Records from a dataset
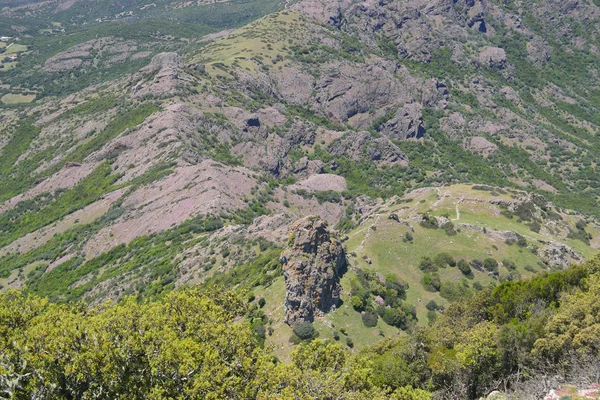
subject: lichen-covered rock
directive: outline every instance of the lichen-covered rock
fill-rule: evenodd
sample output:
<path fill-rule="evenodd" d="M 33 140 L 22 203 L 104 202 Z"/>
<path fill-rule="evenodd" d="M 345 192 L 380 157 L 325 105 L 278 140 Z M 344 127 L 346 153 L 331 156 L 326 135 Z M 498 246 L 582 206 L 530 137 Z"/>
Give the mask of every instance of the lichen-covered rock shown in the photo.
<path fill-rule="evenodd" d="M 482 50 L 478 61 L 483 66 L 497 69 L 505 68 L 508 63 L 506 52 L 500 47 L 488 47 Z"/>
<path fill-rule="evenodd" d="M 285 322 L 312 322 L 335 310 L 342 287 L 346 255 L 319 217 L 302 218 L 290 226 L 289 248 L 281 255 L 285 277 Z"/>
<path fill-rule="evenodd" d="M 484 137 L 475 136 L 469 141 L 467 149 L 471 150 L 473 153 L 487 156 L 491 153 L 495 153 L 498 150 L 498 146 Z"/>

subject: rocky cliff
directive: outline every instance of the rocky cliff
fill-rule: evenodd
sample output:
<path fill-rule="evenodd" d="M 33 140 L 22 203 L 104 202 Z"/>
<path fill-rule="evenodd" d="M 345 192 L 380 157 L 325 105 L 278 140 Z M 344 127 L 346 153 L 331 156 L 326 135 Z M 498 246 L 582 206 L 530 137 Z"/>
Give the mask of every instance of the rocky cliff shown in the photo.
<path fill-rule="evenodd" d="M 306 217 L 290 226 L 289 248 L 281 255 L 285 277 L 285 322 L 312 322 L 340 302 L 340 274 L 346 267 L 342 245 L 327 223 Z"/>

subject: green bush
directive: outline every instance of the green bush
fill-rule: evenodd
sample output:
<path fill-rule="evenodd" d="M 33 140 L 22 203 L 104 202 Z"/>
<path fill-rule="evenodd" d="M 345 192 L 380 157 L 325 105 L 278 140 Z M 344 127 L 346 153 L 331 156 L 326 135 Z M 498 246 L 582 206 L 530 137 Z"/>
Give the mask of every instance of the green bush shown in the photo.
<path fill-rule="evenodd" d="M 429 303 L 427 303 L 425 305 L 425 308 L 430 310 L 430 311 L 435 311 L 439 308 L 438 304 L 435 302 L 435 300 L 430 300 Z"/>
<path fill-rule="evenodd" d="M 350 299 L 350 304 L 352 304 L 352 308 L 354 308 L 356 311 L 362 311 L 365 307 L 360 296 L 352 296 Z"/>
<path fill-rule="evenodd" d="M 365 324 L 365 326 L 368 328 L 373 328 L 374 326 L 377 326 L 377 321 L 379 320 L 377 314 L 369 311 L 363 312 L 361 318 L 363 324 Z"/>
<path fill-rule="evenodd" d="M 390 326 L 406 329 L 406 315 L 402 310 L 398 310 L 397 308 L 388 308 L 383 313 L 383 317 L 381 317 L 381 319 L 383 319 L 383 322 Z"/>
<path fill-rule="evenodd" d="M 437 264 L 429 257 L 423 257 L 419 263 L 419 269 L 423 272 L 437 272 Z"/>
<path fill-rule="evenodd" d="M 498 261 L 489 257 L 483 260 L 483 268 L 489 272 L 498 272 Z"/>
<path fill-rule="evenodd" d="M 315 327 L 312 322 L 299 322 L 292 327 L 292 330 L 302 340 L 312 339 L 315 335 Z"/>
<path fill-rule="evenodd" d="M 440 253 L 434 257 L 433 262 L 438 268 L 446 268 L 447 266 L 456 267 L 456 261 L 448 253 Z"/>
<path fill-rule="evenodd" d="M 423 286 L 431 292 L 439 292 L 442 287 L 440 276 L 436 273 L 425 274 L 423 276 Z"/>
<path fill-rule="evenodd" d="M 456 264 L 456 266 L 458 267 L 458 270 L 460 272 L 462 272 L 463 275 L 465 275 L 465 276 L 473 276 L 473 271 L 471 270 L 471 266 L 465 260 L 460 260 Z"/>

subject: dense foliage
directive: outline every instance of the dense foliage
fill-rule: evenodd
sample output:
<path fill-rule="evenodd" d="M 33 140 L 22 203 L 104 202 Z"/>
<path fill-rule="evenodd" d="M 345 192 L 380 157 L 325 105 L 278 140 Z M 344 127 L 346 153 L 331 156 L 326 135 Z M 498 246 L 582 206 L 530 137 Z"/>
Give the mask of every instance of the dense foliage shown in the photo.
<path fill-rule="evenodd" d="M 493 390 L 526 390 L 541 398 L 551 379 L 594 381 L 600 366 L 599 268 L 596 258 L 452 304 L 410 338 L 369 350 L 376 382 L 474 399 Z"/>
<path fill-rule="evenodd" d="M 600 258 L 490 287 L 429 327 L 356 355 L 309 340 L 289 364 L 261 348 L 244 299 L 184 289 L 159 302 L 128 297 L 88 308 L 4 293 L 0 395 L 421 400 L 437 392 L 474 399 L 542 376 L 599 372 Z"/>
<path fill-rule="evenodd" d="M 243 296 L 182 290 L 94 308 L 0 295 L 0 397 L 15 399 L 402 399 L 371 363 L 315 340 L 283 364 L 258 346 Z"/>

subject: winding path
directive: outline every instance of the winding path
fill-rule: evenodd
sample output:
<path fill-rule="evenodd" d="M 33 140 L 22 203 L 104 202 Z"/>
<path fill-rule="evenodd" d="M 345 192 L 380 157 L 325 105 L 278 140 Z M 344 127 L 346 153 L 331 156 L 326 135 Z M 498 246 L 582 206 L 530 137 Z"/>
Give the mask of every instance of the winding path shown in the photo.
<path fill-rule="evenodd" d="M 376 218 L 375 218 L 375 222 L 373 222 L 368 228 L 367 228 L 367 234 L 365 235 L 365 237 L 363 238 L 362 242 L 360 242 L 360 246 L 358 246 L 355 250 L 355 252 L 359 252 L 365 245 L 365 242 L 367 241 L 367 239 L 369 239 L 369 237 L 371 236 L 371 228 L 374 225 L 377 225 L 377 223 L 379 222 L 379 217 L 381 217 L 380 214 L 376 214 Z"/>

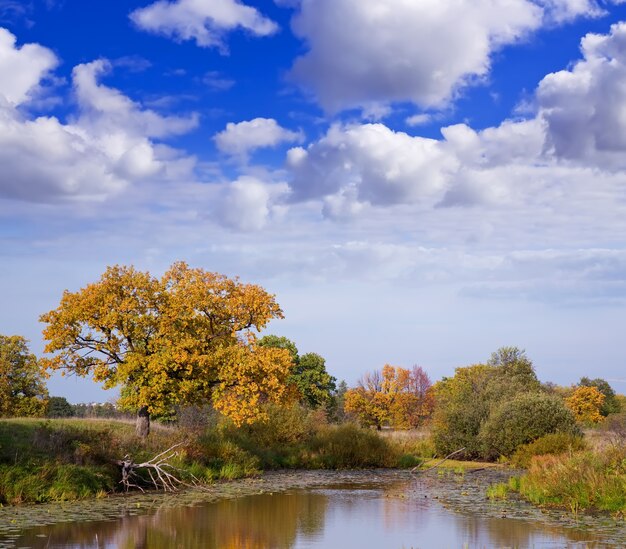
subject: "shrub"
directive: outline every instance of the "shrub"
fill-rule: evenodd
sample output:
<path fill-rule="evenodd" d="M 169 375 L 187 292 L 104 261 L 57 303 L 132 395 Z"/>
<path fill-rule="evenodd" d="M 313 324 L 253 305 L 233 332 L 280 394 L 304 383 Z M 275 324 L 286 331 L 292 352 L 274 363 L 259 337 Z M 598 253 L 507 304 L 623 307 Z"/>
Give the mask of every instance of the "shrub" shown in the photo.
<path fill-rule="evenodd" d="M 492 410 L 519 394 L 538 392 L 540 383 L 524 351 L 502 347 L 488 364 L 457 368 L 453 377 L 443 378 L 434 389 L 437 452 L 445 456 L 465 448 L 463 457 L 471 459 L 484 453 L 478 435 Z"/>
<path fill-rule="evenodd" d="M 557 432 L 579 433 L 574 416 L 563 401 L 545 393 L 524 393 L 500 403 L 483 424 L 479 441 L 483 458 L 495 460 Z"/>
<path fill-rule="evenodd" d="M 237 434 L 254 440 L 261 447 L 276 447 L 295 444 L 306 439 L 316 428 L 310 410 L 299 404 L 278 406 L 269 404 L 265 407 L 267 419 L 244 425 L 237 429 Z M 320 418 L 316 416 L 319 423 Z M 226 429 L 233 432 L 232 426 Z M 228 434 L 228 432 L 227 432 Z"/>
<path fill-rule="evenodd" d="M 310 444 L 310 465 L 324 469 L 396 467 L 398 451 L 376 432 L 345 423 L 327 426 Z"/>
<path fill-rule="evenodd" d="M 586 448 L 585 439 L 581 436 L 570 433 L 550 433 L 520 446 L 513 454 L 511 464 L 526 469 L 534 456 L 565 454 Z"/>

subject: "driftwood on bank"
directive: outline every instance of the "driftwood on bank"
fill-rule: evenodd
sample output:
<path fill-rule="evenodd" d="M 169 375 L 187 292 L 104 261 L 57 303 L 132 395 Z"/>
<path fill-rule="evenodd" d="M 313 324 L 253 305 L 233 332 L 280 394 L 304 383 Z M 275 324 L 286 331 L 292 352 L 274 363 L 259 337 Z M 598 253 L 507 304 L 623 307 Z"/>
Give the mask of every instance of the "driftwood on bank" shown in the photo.
<path fill-rule="evenodd" d="M 131 488 L 137 488 L 145 492 L 145 488 L 153 487 L 165 492 L 176 492 L 183 486 L 193 486 L 193 484 L 179 478 L 177 476 L 179 470 L 169 463 L 170 460 L 178 456 L 178 449 L 183 444 L 184 442 L 174 444 L 174 446 L 170 446 L 167 450 L 143 463 L 133 462 L 128 455 L 124 456 L 124 459 L 116 461 L 117 465 L 122 468 L 120 484 L 124 487 L 124 491 L 128 492 Z M 145 474 L 140 474 L 142 471 L 147 474 L 148 478 Z"/>
<path fill-rule="evenodd" d="M 455 452 L 452 452 L 451 454 L 447 455 L 441 461 L 438 461 L 437 463 L 435 463 L 435 465 L 433 465 L 432 467 L 429 467 L 428 469 L 424 469 L 423 471 L 419 469 L 420 465 L 418 465 L 416 467 L 413 467 L 413 469 L 411 469 L 411 473 L 416 474 L 416 475 L 419 475 L 419 474 L 422 474 L 422 473 L 428 473 L 429 471 L 432 471 L 433 469 L 436 469 L 437 467 L 439 467 L 445 461 L 448 461 L 451 457 L 454 457 L 457 454 L 460 454 L 461 452 L 464 452 L 464 451 L 465 451 L 465 448 L 461 448 L 460 450 L 456 450 Z"/>

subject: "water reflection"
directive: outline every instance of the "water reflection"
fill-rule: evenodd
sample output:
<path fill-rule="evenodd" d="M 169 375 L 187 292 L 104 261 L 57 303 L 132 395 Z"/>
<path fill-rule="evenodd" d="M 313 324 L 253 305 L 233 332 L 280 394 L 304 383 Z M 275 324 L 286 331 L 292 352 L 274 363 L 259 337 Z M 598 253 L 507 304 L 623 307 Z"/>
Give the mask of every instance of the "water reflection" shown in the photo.
<path fill-rule="evenodd" d="M 426 486 L 333 487 L 163 508 L 112 522 L 23 533 L 20 547 L 314 549 L 322 547 L 606 547 L 581 530 L 446 508 Z"/>
<path fill-rule="evenodd" d="M 327 505 L 323 494 L 263 494 L 116 522 L 56 524 L 26 533 L 19 543 L 76 549 L 289 549 L 299 533 L 323 530 Z"/>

Aim of the task
Show every line of the entries above where the word "subject" occurs.

Output
subject: lichen-covered rock
subject: rocky cliff
subject: green bush
subject: dense foliage
subject: winding path
subject: "shrub"
subject: "driftwood on bank"
subject: "water reflection"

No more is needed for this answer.